Stored dataset records
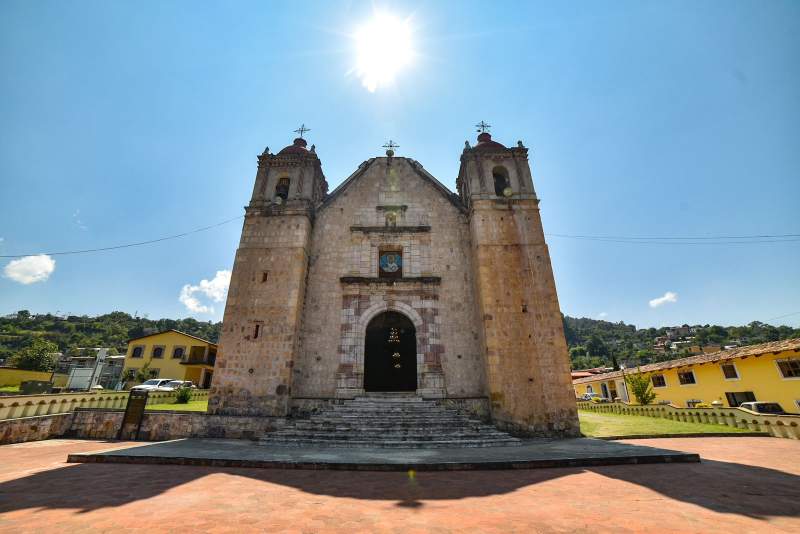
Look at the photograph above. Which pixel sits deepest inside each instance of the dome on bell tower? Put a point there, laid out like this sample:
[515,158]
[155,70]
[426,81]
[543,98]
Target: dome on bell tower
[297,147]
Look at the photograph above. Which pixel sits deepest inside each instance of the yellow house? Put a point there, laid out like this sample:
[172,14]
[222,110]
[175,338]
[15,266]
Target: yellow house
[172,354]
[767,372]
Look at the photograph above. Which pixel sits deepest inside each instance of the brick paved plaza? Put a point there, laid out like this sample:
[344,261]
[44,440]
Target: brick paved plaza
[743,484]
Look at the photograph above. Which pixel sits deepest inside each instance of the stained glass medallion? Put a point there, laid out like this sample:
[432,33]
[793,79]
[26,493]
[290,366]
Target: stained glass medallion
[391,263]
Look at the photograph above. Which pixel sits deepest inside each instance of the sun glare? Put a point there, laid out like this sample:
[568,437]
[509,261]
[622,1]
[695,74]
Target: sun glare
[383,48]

---

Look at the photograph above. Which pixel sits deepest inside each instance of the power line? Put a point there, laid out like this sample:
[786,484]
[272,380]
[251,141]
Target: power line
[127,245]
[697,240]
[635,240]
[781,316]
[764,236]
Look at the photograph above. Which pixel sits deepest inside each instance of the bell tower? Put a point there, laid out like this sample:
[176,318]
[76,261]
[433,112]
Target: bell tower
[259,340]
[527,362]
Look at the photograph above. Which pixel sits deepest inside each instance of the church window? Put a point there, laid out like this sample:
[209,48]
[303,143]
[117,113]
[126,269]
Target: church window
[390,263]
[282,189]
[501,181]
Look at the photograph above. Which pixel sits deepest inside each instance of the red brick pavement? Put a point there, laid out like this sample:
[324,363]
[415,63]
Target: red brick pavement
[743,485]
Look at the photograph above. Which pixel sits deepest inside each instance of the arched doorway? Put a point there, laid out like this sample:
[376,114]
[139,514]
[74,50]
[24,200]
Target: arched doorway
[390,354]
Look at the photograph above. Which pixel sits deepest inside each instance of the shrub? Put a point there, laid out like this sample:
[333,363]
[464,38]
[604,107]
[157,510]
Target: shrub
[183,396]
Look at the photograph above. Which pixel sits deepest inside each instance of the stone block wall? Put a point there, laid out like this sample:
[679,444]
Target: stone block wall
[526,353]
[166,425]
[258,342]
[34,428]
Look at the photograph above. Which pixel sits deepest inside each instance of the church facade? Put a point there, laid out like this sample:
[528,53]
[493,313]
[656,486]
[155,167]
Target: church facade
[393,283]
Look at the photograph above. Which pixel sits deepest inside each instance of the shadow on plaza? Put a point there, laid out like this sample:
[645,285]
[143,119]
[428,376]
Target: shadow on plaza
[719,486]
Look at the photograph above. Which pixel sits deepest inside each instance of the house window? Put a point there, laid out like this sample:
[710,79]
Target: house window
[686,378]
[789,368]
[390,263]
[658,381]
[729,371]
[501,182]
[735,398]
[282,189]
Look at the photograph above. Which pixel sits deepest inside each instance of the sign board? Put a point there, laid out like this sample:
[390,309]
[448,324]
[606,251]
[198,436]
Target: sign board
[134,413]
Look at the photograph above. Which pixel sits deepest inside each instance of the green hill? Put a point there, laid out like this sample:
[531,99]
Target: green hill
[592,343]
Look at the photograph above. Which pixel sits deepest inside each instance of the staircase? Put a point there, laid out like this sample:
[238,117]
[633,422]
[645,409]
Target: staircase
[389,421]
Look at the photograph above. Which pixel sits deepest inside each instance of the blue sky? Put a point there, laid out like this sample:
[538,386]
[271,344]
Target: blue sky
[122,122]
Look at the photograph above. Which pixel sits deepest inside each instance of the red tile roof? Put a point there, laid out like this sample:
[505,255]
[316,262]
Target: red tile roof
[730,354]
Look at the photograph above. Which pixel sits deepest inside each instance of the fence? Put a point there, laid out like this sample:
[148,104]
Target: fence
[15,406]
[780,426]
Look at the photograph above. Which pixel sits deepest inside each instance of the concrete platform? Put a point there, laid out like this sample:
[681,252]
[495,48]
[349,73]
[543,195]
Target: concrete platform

■ Work to be completed
Format the lines of the records above as a Markdown table with the columns "Row" and "Line," starting at the line that contains "of the house" and ending at the line that contains "Target: concrete platform". Include only those lines, and skip any blank ones.

■ Solved problem
| Row | Line |
|---|---|
| 1 | Look at the photograph above. Which pixel sits deepest inside each instance of the house window? Put a point there, laid out like this sample: |
| 2 | [710,79] |
| 3 | Target: house window |
| 4 | [686,378] |
| 5 | [789,368] |
| 6 | [390,263] |
| 7 | [658,381] |
| 8 | [729,371] |
| 9 | [501,182] |
| 10 | [735,398] |
| 11 | [282,189] |
| 12 | Look at the photograph above. Which pixel sits deepest inside each instance of the sign board? Put a point there, laid out like this sample: |
| 13 | [390,309] |
| 14 | [448,324] |
| 15 | [606,251] |
| 16 | [198,436] |
| 17 | Target: sign board |
| 18 | [134,413] |
| 19 | Look at the photograph above. Which pixel sits deepest inside each instance of the green hill? Put a point there, laid out like this sample: |
| 20 | [531,99] |
| 21 | Target: green hill |
| 22 | [592,343] |
| 23 | Look at the photograph above. Which pixel sits deepest inside each instance of the staircase? Put a point there, laid out like this sample: |
| 24 | [238,117] |
| 25 | [633,422] |
| 26 | [645,409] |
| 27 | Target: staircase |
| 28 | [389,421] |
| 29 | Look at the photograph above. Which pixel sits deepest inside each instance of the blue sky? Put a point there, laid out like this sample: |
| 30 | [538,386] |
| 31 | [271,344] |
| 32 | Target: blue sky |
| 33 | [122,122] |
| 34 | Look at the photograph above. Which pixel sits deepest inside each instance of the red tile roof? Put a point there, laid out like this sample: |
| 35 | [505,255] |
| 36 | [316,262] |
| 37 | Target: red tile roof |
| 38 | [730,354] |
| 39 | Look at the photograph above. Which pixel sits deepest inside each instance of the fence? Put a point there, laid out like this sample: |
| 40 | [148,104] |
| 41 | Target: fence |
| 42 | [15,406] |
| 43 | [780,426] |
| 44 | Look at the photograph above. Which pixel sits deepest inside each instance of the concrete platform? Put a point there, laid out like this sample: |
| 45 | [681,252] |
| 46 | [495,48] |
| 47 | [349,73] |
| 48 | [543,195] |
| 49 | Target: concrete platform |